(EXERCISE GOAL): Can you copy the listing below verbatim, from its first line down to and including the line containing "x=223, y=232", and stop there?

(Raw records)
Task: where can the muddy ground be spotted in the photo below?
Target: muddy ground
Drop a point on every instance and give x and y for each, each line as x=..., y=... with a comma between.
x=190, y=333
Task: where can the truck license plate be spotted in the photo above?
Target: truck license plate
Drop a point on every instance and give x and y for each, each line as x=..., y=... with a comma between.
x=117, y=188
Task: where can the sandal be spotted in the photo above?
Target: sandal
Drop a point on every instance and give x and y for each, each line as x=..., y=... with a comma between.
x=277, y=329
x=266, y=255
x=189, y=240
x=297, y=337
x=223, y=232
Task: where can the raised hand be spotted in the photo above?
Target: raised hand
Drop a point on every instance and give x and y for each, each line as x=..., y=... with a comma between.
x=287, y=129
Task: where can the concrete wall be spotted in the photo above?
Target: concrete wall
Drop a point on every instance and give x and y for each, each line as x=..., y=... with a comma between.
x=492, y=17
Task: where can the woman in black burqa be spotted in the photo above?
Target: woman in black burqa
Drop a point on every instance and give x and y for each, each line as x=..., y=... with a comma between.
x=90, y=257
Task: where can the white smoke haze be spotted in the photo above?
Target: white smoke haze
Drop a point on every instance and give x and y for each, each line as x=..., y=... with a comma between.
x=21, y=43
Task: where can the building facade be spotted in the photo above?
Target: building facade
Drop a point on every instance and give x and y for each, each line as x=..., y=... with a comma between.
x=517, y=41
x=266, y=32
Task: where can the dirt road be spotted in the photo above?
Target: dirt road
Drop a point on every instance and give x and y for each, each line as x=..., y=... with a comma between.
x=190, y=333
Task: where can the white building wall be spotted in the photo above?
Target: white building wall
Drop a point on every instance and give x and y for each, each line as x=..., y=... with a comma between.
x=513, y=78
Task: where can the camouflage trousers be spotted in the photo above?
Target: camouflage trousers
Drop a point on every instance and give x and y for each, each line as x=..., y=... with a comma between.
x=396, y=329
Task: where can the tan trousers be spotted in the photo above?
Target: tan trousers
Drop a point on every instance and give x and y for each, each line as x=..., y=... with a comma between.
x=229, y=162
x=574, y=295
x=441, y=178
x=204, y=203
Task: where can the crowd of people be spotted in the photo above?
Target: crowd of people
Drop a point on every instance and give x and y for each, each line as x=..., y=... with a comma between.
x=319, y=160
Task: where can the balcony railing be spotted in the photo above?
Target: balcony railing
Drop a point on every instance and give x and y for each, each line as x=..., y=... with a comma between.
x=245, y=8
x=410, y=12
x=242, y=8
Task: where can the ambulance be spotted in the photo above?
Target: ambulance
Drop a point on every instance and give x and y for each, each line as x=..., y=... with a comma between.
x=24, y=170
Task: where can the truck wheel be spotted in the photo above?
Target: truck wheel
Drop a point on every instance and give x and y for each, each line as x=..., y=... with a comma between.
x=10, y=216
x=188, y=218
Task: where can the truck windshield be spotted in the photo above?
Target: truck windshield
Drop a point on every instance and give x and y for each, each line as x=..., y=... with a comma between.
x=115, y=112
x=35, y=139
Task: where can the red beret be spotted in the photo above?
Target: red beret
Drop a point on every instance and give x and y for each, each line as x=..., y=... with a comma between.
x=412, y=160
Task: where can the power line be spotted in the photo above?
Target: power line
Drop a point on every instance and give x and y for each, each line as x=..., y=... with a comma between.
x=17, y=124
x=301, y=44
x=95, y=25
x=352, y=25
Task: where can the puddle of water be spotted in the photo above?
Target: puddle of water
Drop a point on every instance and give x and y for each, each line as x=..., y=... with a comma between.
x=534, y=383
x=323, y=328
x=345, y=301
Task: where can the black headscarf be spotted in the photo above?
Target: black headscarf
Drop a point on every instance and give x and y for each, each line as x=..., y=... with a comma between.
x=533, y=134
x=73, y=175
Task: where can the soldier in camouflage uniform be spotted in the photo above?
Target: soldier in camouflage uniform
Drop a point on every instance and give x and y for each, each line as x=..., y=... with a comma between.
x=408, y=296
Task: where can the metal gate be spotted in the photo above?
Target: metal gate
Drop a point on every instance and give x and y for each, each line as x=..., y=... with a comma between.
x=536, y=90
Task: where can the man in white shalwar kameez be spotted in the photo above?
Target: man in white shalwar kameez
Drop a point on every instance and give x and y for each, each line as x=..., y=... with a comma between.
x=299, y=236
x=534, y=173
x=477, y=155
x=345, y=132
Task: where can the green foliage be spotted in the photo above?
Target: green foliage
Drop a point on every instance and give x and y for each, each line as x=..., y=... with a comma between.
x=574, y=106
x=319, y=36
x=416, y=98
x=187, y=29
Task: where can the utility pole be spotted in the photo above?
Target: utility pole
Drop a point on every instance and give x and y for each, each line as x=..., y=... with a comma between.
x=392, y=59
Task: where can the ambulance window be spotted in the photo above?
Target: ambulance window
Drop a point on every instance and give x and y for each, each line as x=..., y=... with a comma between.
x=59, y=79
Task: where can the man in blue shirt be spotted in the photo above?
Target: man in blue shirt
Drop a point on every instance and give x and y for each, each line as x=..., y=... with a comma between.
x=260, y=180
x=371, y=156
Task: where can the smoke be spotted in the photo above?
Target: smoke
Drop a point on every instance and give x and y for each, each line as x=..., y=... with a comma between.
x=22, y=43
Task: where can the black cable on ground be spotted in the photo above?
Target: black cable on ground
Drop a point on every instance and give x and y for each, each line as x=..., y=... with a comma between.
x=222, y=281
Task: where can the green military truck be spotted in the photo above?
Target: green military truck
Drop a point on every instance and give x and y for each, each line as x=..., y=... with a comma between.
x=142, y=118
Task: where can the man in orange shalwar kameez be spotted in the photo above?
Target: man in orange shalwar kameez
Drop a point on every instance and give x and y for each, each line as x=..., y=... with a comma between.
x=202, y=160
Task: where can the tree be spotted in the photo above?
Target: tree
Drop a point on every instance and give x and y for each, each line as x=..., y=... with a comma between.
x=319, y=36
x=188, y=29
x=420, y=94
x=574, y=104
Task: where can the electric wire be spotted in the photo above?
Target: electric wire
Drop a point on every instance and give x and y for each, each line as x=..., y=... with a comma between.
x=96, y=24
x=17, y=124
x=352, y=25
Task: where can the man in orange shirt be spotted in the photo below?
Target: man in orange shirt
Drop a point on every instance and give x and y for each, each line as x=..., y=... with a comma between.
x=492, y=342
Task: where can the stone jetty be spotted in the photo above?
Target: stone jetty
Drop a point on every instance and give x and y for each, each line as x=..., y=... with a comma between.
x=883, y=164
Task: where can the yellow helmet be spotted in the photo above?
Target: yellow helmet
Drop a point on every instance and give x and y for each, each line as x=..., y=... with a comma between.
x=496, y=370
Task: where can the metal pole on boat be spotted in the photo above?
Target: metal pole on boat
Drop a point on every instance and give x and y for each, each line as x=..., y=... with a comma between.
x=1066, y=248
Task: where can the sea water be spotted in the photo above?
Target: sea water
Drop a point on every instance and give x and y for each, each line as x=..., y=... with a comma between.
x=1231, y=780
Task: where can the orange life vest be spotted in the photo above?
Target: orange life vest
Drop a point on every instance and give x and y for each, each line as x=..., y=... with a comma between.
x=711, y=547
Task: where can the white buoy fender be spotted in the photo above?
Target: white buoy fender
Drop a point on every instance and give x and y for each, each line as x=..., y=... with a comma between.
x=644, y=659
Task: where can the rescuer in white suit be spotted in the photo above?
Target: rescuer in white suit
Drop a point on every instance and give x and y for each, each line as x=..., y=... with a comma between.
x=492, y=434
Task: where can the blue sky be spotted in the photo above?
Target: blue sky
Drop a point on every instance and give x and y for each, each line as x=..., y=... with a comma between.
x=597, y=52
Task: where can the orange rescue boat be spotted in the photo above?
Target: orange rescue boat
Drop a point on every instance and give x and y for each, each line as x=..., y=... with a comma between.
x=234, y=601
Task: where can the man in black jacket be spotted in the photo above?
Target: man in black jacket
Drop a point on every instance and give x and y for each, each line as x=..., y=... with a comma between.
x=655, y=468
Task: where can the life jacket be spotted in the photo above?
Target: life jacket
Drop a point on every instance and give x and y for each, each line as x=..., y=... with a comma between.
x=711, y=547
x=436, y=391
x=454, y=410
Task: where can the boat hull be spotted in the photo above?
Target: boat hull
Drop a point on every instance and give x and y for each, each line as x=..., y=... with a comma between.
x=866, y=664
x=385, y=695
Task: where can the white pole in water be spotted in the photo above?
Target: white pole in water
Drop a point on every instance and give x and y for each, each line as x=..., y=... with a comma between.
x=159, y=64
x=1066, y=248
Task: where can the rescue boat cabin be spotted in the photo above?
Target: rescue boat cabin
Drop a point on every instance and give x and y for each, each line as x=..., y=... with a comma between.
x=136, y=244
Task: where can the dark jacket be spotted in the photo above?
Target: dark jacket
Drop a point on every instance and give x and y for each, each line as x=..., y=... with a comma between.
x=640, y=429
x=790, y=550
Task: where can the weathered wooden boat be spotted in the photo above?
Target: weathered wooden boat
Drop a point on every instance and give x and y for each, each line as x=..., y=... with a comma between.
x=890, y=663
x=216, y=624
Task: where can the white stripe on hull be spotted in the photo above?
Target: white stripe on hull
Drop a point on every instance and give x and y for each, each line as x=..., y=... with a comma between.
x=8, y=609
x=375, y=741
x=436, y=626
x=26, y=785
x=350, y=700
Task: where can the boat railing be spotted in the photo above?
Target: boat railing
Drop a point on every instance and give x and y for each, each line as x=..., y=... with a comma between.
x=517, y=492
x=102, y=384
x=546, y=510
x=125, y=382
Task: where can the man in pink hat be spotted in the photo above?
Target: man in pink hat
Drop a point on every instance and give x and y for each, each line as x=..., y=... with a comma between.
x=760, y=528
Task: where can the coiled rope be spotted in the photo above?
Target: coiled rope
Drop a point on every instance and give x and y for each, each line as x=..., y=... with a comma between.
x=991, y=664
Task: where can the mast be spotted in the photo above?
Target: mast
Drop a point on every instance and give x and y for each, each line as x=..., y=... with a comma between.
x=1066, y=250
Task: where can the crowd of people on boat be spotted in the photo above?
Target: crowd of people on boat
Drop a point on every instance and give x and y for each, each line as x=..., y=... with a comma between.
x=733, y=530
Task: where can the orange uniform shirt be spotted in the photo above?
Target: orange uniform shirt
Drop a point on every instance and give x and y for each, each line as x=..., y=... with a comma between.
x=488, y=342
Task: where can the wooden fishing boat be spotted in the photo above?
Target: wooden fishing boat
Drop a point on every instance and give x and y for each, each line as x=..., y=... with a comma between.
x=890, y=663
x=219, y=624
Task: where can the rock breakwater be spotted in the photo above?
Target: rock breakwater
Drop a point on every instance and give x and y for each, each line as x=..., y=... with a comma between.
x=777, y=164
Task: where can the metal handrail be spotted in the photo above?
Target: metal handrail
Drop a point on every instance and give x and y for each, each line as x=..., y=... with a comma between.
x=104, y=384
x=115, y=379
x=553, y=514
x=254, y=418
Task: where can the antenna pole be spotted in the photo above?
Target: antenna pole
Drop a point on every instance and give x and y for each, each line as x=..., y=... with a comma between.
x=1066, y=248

(RESPONSE TO THE EXERCISE):
Task: where can the muddy ground be spotted in the photo below?
Target: muddy ground
Drop a point on every instance and give x and y for each, each line as x=..., y=... with a comma between.
x=190, y=333
Task: where can the truck license plate be spotted in the photo above?
Target: truck license plate
Drop a point on every instance and give x and y for each, each line as x=..., y=... with a comma between.
x=117, y=188
Task: where can the sandal be spotted in the photo above?
Target: sandal
Drop a point on every instance and give x and y for each, each line as x=..., y=... with a comma between.
x=277, y=329
x=266, y=255
x=189, y=240
x=297, y=337
x=223, y=232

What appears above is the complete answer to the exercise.